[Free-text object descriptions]
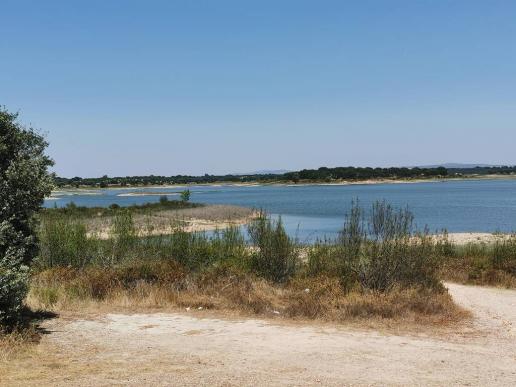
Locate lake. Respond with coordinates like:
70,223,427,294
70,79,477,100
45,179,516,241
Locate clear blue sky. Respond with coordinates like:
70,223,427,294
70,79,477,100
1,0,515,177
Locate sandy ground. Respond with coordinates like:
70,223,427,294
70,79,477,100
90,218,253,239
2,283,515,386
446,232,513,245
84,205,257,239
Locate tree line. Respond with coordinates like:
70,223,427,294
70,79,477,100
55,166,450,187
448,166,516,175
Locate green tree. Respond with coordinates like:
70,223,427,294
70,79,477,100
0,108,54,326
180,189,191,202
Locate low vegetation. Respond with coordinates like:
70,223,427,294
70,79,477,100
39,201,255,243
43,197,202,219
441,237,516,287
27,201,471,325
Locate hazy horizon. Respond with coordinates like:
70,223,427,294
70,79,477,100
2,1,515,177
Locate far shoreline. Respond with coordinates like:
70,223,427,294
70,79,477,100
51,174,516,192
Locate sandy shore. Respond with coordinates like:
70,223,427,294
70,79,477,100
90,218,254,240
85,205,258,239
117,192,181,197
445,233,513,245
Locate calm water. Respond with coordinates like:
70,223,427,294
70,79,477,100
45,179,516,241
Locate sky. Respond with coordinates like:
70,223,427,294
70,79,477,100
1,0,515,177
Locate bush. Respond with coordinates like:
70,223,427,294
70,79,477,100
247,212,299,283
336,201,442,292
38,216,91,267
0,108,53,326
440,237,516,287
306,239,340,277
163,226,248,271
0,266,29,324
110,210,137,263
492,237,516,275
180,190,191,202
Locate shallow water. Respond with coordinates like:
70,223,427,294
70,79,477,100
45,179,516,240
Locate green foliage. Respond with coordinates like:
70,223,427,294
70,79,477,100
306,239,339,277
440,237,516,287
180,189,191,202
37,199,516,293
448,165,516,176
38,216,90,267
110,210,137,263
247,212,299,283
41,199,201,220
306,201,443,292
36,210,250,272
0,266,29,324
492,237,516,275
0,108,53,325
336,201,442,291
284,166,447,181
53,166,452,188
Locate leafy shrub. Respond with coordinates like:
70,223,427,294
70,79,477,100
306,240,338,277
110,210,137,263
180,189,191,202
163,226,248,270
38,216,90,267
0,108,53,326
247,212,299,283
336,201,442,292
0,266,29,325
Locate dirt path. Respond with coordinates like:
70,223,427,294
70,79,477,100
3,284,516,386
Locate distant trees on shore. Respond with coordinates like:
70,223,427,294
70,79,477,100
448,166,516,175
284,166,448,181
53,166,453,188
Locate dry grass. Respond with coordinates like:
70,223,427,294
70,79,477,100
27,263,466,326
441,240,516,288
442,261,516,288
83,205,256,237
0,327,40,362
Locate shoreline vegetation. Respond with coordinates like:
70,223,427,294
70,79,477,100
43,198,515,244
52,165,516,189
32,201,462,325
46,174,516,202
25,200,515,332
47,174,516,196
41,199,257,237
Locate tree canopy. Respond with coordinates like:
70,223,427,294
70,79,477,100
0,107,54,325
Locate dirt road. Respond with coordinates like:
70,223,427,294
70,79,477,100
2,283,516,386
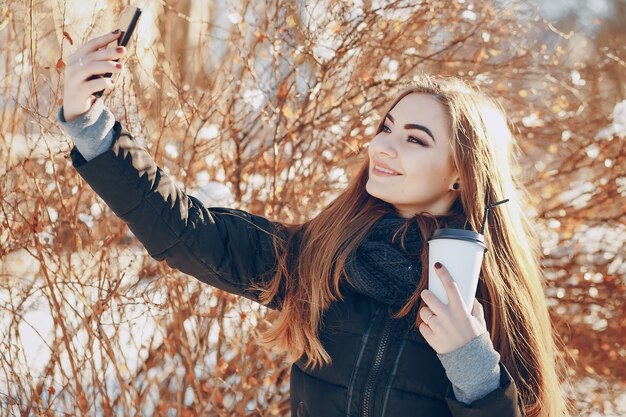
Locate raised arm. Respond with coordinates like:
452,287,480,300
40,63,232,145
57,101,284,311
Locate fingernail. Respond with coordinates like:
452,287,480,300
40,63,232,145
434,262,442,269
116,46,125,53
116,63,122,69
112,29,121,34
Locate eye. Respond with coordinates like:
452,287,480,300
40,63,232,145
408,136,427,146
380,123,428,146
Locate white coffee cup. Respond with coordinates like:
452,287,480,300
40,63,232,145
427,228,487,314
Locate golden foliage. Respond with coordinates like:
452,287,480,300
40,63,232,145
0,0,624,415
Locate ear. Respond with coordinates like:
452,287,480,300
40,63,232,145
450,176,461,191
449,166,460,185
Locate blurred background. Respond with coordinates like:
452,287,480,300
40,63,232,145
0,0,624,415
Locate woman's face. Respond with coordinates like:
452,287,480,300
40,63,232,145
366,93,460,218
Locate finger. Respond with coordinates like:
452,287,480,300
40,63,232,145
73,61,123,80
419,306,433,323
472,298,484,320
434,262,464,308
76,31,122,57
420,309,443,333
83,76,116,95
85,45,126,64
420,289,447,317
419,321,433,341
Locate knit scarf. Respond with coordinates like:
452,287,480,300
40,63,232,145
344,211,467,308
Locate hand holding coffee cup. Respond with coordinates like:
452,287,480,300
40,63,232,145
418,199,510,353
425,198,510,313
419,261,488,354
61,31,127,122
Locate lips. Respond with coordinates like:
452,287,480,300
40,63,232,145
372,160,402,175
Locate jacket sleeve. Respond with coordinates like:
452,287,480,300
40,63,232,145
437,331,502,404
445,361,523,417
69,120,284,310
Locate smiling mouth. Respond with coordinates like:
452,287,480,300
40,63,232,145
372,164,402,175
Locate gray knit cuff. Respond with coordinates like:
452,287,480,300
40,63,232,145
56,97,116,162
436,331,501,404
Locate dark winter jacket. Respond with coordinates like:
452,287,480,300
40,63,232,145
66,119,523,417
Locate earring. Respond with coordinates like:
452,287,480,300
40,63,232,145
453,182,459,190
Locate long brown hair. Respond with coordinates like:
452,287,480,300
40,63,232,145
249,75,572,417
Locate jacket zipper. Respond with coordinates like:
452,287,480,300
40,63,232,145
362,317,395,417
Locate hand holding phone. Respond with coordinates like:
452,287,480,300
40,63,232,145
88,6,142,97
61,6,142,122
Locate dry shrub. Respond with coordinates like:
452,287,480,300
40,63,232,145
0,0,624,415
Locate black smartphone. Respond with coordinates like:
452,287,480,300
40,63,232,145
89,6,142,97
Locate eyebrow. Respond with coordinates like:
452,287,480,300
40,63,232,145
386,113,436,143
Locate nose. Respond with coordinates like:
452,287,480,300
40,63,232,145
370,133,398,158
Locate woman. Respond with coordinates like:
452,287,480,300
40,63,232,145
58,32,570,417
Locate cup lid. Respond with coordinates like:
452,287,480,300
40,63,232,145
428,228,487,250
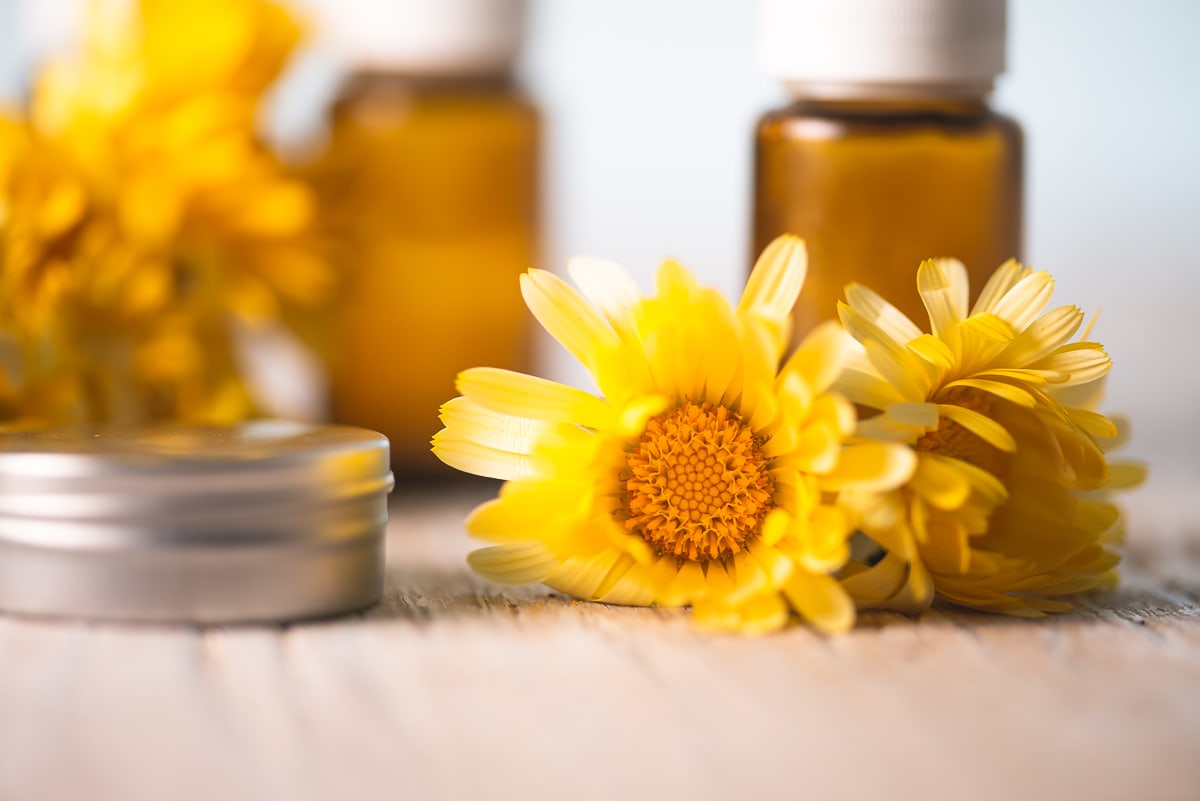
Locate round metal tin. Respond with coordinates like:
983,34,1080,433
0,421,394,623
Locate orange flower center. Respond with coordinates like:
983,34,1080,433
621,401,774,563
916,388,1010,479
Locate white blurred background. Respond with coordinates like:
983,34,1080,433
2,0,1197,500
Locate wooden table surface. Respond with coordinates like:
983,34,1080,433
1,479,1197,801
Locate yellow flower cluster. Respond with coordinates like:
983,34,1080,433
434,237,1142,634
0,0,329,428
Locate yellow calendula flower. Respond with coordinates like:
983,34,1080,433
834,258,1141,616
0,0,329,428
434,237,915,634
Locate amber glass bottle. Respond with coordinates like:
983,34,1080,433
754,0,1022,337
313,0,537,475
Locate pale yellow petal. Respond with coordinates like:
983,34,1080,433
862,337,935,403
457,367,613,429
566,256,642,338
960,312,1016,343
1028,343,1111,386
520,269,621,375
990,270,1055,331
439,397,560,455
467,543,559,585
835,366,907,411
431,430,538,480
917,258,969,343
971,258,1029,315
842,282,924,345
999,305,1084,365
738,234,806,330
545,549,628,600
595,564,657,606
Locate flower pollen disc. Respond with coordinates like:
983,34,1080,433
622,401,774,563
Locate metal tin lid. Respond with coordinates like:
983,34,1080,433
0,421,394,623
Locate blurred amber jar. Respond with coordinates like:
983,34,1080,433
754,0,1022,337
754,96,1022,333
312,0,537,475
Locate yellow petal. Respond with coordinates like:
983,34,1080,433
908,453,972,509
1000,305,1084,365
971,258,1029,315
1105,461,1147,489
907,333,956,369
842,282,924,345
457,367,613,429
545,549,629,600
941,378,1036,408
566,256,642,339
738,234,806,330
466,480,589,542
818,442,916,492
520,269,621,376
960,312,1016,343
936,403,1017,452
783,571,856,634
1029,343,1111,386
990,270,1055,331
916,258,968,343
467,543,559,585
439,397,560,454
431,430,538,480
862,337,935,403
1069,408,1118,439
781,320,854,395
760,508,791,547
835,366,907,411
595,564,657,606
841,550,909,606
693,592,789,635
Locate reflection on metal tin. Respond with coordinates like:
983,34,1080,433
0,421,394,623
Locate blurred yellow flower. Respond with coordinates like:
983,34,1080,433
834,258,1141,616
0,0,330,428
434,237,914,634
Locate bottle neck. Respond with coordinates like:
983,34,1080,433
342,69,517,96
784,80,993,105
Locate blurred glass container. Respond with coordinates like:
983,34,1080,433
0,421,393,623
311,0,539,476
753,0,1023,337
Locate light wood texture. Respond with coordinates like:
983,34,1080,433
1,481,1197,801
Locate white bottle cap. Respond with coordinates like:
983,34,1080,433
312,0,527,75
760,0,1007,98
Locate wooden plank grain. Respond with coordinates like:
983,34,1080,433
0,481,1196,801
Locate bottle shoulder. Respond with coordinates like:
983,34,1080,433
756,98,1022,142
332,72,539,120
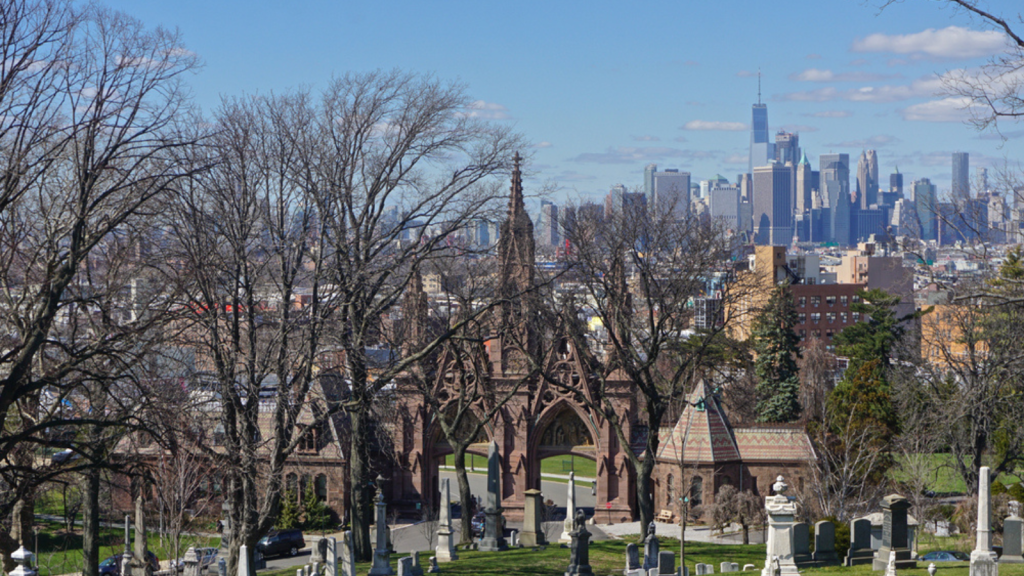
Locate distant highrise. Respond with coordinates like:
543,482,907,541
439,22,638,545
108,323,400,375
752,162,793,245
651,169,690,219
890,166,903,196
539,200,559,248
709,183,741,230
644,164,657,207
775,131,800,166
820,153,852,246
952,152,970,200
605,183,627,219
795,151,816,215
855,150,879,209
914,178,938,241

◆ TASK DESCRIPTION
Extract exactly and only the lines above from the line containing "Locate amber glass" through the line containing "Locate pale yellow", both end lines included.

◆ WRITTEN ANSWER
Locate amber glass bottle. Respond with coordinates like:
983,34,1080,433
754,0,1022,337
313,0,537,475
Locate pale yellow petal. Respond with coordinates like:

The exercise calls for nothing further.